## Your assignment
Reproduce the lines below verbatim, starting from the first line and continuing through the line that contains "negative clicks: (55, 356)", inclusive.

## Source data
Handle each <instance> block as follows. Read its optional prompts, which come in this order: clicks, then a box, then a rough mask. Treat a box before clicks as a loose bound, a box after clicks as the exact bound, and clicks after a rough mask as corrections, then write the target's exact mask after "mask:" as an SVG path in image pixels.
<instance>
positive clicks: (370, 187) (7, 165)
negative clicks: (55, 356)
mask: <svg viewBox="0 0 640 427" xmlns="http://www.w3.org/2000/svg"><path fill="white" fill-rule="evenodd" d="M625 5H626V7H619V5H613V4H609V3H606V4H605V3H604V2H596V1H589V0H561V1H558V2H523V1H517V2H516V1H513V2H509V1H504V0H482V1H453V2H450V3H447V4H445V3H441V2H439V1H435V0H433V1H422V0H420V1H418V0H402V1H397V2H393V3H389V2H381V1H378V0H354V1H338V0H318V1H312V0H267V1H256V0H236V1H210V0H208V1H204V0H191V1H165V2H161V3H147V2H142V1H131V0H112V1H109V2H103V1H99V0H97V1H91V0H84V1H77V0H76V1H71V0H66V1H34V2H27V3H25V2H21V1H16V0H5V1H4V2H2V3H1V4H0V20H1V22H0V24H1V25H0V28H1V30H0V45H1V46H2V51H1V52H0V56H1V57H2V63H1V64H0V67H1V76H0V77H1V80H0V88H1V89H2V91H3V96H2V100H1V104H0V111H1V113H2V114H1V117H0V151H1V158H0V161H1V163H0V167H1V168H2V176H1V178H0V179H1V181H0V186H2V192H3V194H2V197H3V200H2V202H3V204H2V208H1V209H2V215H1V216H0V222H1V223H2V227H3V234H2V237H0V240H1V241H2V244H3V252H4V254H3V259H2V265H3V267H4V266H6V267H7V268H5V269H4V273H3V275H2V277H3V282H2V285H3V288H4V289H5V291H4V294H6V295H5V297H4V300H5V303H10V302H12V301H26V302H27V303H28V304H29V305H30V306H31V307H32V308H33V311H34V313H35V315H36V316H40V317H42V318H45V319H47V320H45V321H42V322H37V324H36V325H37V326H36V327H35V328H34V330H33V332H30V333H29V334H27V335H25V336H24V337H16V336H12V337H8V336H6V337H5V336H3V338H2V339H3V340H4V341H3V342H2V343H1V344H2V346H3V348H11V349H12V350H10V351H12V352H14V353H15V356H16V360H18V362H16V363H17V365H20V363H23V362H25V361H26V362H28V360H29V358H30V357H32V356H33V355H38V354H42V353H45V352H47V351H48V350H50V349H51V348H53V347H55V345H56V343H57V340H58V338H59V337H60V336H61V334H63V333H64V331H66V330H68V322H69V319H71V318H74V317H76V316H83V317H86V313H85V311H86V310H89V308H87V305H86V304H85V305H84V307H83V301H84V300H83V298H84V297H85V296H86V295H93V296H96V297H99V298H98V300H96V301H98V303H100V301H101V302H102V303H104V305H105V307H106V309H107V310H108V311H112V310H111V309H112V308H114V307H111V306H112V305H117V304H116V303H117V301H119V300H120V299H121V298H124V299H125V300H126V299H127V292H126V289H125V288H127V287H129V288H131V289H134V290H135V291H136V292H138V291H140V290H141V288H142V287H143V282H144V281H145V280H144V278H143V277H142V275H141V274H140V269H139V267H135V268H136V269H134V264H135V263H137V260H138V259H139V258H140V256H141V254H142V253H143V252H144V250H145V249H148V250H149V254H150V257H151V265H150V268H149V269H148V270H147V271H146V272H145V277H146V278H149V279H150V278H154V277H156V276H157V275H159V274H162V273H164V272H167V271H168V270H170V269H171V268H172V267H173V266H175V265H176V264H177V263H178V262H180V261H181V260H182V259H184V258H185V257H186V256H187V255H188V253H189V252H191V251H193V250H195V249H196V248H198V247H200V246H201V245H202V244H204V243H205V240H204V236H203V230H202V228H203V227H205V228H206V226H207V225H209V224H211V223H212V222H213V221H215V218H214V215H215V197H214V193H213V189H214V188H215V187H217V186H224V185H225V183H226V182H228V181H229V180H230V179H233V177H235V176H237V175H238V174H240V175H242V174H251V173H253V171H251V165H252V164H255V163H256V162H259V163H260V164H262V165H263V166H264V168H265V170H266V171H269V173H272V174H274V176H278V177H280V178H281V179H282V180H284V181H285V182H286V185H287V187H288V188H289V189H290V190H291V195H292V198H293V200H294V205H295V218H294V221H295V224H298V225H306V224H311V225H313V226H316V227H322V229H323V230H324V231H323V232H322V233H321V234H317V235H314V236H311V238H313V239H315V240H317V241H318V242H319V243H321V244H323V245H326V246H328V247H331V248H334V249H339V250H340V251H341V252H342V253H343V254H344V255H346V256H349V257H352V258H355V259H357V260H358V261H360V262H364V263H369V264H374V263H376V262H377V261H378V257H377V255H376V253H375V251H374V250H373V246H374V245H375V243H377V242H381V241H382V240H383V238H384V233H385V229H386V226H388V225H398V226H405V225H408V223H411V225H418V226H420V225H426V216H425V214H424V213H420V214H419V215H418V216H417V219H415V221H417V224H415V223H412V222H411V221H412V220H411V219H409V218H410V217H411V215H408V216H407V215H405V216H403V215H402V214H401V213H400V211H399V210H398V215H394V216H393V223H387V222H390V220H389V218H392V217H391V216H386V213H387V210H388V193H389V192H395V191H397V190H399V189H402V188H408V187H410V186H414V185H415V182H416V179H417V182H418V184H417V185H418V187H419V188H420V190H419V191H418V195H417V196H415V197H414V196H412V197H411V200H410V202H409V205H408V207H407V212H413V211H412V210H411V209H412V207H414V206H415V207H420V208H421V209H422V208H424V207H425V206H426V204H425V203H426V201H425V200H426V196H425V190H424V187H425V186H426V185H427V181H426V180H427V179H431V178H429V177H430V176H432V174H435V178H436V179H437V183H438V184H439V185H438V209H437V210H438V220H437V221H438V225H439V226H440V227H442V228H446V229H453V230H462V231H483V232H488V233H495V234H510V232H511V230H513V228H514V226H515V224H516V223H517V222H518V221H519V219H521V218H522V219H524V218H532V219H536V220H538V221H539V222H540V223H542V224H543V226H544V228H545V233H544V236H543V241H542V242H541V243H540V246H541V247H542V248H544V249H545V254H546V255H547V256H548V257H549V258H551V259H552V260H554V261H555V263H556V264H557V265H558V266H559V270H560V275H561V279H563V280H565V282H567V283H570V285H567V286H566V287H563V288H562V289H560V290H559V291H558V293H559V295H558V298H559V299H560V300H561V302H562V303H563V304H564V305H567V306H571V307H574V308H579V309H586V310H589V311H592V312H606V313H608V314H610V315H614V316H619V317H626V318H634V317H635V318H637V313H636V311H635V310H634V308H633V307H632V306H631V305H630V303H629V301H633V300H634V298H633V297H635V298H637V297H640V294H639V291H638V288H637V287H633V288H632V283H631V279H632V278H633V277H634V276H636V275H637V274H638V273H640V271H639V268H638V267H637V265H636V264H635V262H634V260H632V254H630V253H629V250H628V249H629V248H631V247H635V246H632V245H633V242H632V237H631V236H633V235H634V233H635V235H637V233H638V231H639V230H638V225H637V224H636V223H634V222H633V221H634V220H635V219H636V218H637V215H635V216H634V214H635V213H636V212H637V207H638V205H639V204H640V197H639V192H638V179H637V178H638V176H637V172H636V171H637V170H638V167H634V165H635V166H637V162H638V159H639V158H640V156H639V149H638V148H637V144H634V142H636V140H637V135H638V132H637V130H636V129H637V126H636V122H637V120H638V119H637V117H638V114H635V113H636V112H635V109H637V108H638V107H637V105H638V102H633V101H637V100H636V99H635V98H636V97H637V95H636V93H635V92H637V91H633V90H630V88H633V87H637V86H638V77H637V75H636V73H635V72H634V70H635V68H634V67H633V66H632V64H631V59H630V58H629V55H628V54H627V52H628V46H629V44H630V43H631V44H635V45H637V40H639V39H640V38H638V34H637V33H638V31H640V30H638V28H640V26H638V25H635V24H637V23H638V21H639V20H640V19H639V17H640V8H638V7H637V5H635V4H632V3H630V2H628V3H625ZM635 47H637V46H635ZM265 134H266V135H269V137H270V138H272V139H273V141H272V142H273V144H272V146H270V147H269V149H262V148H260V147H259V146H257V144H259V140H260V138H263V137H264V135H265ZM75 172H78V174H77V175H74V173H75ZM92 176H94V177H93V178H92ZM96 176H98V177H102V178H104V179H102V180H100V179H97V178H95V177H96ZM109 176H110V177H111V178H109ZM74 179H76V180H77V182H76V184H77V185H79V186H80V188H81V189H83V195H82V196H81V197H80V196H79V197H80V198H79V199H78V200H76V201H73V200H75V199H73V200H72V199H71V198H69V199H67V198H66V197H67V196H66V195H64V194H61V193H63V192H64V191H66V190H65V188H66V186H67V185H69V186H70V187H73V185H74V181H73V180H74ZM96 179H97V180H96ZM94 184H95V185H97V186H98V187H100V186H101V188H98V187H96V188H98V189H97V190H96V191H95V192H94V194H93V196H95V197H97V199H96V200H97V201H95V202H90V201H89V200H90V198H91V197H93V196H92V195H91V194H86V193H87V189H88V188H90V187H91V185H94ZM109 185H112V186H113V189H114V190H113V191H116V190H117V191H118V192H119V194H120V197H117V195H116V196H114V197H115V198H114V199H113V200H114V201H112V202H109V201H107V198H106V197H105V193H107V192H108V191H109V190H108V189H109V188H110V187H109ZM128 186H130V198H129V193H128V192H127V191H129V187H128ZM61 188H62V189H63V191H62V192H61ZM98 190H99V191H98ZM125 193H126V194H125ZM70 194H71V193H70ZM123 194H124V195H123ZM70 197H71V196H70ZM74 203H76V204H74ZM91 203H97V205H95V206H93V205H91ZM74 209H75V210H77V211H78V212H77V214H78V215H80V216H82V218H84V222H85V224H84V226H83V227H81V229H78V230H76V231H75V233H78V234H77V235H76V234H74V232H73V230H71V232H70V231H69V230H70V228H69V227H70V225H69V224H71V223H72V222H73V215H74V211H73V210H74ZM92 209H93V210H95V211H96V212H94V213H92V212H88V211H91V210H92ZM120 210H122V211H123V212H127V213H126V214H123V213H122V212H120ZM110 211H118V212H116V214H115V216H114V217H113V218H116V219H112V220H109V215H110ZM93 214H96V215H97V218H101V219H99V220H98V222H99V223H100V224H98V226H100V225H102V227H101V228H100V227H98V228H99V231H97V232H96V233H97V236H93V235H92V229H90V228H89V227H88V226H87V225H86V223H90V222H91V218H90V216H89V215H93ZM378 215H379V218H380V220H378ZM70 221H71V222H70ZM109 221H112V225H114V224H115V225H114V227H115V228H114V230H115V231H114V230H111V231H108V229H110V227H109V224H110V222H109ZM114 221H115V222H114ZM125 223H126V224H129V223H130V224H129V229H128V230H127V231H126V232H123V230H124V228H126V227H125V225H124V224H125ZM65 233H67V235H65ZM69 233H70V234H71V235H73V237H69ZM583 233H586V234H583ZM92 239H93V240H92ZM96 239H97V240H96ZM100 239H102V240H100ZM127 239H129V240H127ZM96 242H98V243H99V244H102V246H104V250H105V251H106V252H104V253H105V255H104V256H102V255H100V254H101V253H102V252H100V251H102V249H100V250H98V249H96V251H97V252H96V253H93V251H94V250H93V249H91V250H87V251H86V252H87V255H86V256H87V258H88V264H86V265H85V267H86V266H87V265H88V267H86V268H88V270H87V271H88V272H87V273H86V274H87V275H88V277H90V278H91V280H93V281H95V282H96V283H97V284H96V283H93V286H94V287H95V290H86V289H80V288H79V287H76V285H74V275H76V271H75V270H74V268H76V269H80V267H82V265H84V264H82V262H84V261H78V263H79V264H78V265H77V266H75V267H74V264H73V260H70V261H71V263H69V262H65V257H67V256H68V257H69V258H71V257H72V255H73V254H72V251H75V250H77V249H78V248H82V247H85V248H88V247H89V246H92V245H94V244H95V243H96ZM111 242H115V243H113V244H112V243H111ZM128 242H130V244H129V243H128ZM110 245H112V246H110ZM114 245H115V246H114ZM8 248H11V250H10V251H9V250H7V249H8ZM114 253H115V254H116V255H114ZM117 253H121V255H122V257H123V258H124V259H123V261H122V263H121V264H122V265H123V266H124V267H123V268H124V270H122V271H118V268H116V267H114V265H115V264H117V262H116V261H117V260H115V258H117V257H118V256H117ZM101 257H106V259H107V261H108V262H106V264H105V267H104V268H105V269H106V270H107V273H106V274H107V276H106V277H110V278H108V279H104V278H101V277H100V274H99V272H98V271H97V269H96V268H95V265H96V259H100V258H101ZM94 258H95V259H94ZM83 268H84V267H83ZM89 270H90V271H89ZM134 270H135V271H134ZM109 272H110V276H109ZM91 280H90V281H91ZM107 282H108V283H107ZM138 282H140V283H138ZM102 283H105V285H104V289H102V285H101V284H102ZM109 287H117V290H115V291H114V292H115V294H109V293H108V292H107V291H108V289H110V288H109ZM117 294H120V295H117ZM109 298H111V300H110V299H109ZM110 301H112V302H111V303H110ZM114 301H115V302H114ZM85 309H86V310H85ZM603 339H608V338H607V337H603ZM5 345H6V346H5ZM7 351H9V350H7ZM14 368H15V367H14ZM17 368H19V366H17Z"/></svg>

## Written solution
Handle each <instance> block as follows. Read its optional prompts, which come in this order: clicks, then a box, then a rough mask. Treat a box before clicks as a loose bound, a box after clicks as the exact bound, and clicks after a rough mask as corrections, then write the target's exact mask after "mask:" as an SVG path in image pixels.
<instance>
positive clicks: (370, 187) (7, 165)
negative clicks: (55, 356)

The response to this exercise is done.